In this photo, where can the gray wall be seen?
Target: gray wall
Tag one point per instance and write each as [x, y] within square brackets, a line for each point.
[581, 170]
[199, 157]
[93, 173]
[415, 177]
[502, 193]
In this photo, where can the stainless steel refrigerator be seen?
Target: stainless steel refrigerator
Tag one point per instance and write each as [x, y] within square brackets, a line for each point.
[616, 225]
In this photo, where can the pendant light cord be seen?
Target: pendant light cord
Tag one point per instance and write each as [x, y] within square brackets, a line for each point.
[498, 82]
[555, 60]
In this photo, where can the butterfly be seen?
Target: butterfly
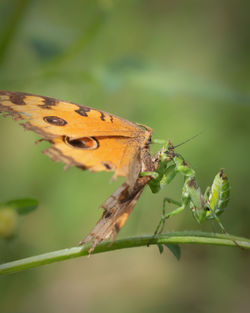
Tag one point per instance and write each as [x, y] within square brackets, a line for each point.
[89, 139]
[81, 136]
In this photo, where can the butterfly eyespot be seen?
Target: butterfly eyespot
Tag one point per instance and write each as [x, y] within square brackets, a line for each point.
[85, 143]
[109, 166]
[55, 120]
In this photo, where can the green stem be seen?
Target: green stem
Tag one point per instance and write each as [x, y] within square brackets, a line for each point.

*-*-*

| REQUIRED WORK |
Extract the lines above word for word, from the line with "In this photo, where can the butterfly be" through the end of the items, leaving out any pictures.

| EXPECTED OUTPUT |
In this photo, where can the butterfly be seen?
Target: butterfly
Tag one point per instance and write each as [x, y] within square brackets, a line for each point.
[89, 139]
[81, 136]
In this photo, where can the butterfly eyespot be seen?
Target: butterfly eyespot
Tag one point per instance and write each as [x, y] within square brackets, a line for each point.
[85, 143]
[109, 166]
[55, 120]
In this photo, where can the green stem be seen?
Target: green stem
Tag one point per instance and write each as [x, y] within square brackets, a line for each point.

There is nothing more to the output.